▶ [Required work]: The entries below should be quoted exactly, with no pictures carried over.

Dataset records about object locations
╭──

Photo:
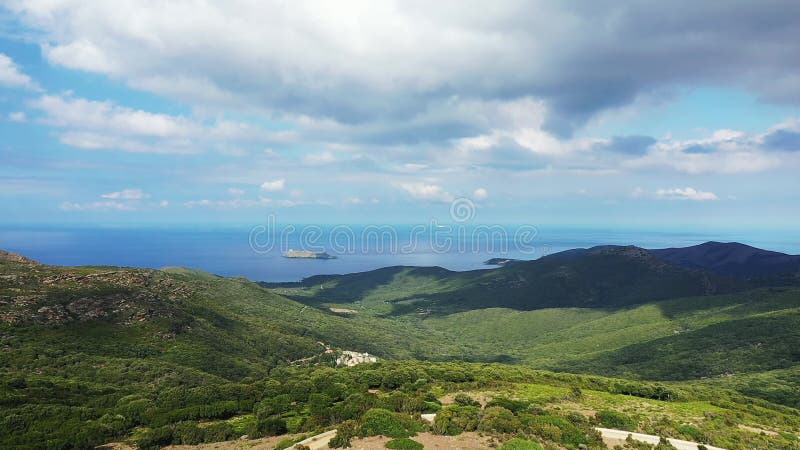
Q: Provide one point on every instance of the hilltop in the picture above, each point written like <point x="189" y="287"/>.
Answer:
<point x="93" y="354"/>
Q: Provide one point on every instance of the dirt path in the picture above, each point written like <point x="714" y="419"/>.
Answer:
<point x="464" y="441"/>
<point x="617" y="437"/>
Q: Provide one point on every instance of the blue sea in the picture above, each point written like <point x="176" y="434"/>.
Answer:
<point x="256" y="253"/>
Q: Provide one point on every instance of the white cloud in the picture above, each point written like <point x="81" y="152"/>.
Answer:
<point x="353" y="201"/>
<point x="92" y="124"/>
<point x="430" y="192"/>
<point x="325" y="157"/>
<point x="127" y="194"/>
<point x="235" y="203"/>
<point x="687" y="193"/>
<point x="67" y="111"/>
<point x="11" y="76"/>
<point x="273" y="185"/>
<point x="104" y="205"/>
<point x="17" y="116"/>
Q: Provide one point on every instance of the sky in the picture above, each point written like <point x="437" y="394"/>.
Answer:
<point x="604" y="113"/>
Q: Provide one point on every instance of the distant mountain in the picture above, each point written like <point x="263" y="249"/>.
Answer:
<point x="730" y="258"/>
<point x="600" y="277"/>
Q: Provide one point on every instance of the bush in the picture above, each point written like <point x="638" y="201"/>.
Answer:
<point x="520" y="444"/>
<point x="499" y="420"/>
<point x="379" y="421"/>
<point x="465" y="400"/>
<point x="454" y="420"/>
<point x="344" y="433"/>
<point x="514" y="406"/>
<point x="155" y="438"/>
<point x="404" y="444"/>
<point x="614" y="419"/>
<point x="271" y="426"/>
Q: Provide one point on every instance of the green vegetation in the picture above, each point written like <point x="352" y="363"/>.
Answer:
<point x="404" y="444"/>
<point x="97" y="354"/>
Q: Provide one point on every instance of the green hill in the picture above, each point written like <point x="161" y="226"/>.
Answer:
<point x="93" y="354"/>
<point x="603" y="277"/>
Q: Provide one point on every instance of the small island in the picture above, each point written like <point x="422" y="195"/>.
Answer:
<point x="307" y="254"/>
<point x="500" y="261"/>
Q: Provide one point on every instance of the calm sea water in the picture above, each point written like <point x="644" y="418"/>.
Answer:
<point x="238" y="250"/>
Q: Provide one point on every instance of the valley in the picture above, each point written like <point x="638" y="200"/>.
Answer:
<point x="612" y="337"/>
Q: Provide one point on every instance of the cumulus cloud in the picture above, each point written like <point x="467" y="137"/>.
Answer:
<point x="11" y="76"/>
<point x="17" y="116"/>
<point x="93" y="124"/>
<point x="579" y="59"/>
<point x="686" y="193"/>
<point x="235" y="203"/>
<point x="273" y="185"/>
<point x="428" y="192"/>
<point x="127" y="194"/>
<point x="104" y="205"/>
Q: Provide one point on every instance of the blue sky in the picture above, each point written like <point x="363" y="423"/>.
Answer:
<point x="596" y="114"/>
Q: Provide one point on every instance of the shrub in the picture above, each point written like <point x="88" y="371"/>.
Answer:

╰──

▶ [Response to the exercise]:
Photo:
Q: Provide one point on every instance of the hilltop in the picture above, each point written like <point x="189" y="287"/>.
Answer:
<point x="93" y="354"/>
Q: Provide one point on every instance of the dirt path in the picture above, each point written like <point x="714" y="419"/>.
Answer:
<point x="464" y="441"/>
<point x="617" y="437"/>
Q: Provide one point on every instance of the blue sea in the picture above, each point written like <point x="176" y="434"/>.
Answer:
<point x="256" y="253"/>
Q: Provide one point on every instance of the white cloud in the picture above, each point written like <point x="81" y="152"/>.
Answer:
<point x="353" y="201"/>
<point x="92" y="124"/>
<point x="430" y="192"/>
<point x="325" y="157"/>
<point x="127" y="194"/>
<point x="235" y="203"/>
<point x="687" y="193"/>
<point x="67" y="111"/>
<point x="11" y="76"/>
<point x="273" y="185"/>
<point x="104" y="205"/>
<point x="17" y="116"/>
Q: Provide one point on every instance of the sky in the picture above, each point written like <point x="437" y="394"/>.
Answer:
<point x="604" y="113"/>
Q: Provide one point on every instance of the distant mountain in the picture above, each point written like <point x="263" y="249"/>.
Answer:
<point x="730" y="258"/>
<point x="600" y="277"/>
Q: Provide one point on every instance of the bush in the picture above, each point written like <point x="638" y="201"/>.
Answer:
<point x="520" y="444"/>
<point x="499" y="420"/>
<point x="379" y="421"/>
<point x="465" y="400"/>
<point x="454" y="420"/>
<point x="344" y="433"/>
<point x="514" y="406"/>
<point x="155" y="438"/>
<point x="404" y="444"/>
<point x="614" y="419"/>
<point x="271" y="426"/>
Q: Provide one point on every instance of the green vegetation in the picture above, each point written like <point x="352" y="363"/>.
Answer:
<point x="404" y="444"/>
<point x="97" y="354"/>
Q: Provide one point on every instance of the green hill in the picture above, each point written like <point x="161" y="226"/>.
Answer:
<point x="93" y="354"/>
<point x="603" y="277"/>
Q: Provide one point on every instance of the small island in the picture above, each point written like <point x="422" y="195"/>.
Answer:
<point x="307" y="254"/>
<point x="500" y="261"/>
Q: Provide one point on every instance of the calm sea water in the picture above, each point written like <point x="644" y="418"/>.
Answer:
<point x="238" y="250"/>
Q: Provide one point on every instance of the valley in the picture above, each point written like <point x="638" y="200"/>.
Answer:
<point x="612" y="337"/>
Q: Provide one point on every instance of the cumulus cloud in the picture above, each point written like <point x="467" y="137"/>.
Answer:
<point x="11" y="76"/>
<point x="17" y="116"/>
<point x="93" y="124"/>
<point x="579" y="59"/>
<point x="686" y="193"/>
<point x="235" y="203"/>
<point x="273" y="185"/>
<point x="428" y="192"/>
<point x="127" y="194"/>
<point x="104" y="205"/>
Q: Provide one point on every instance of the blue sky in the picture above, each point written like <point x="363" y="423"/>.
Answer:
<point x="596" y="114"/>
Q: Provide one point on every instance of the shrub in the picture above, each point written like <point x="88" y="371"/>.
Answer:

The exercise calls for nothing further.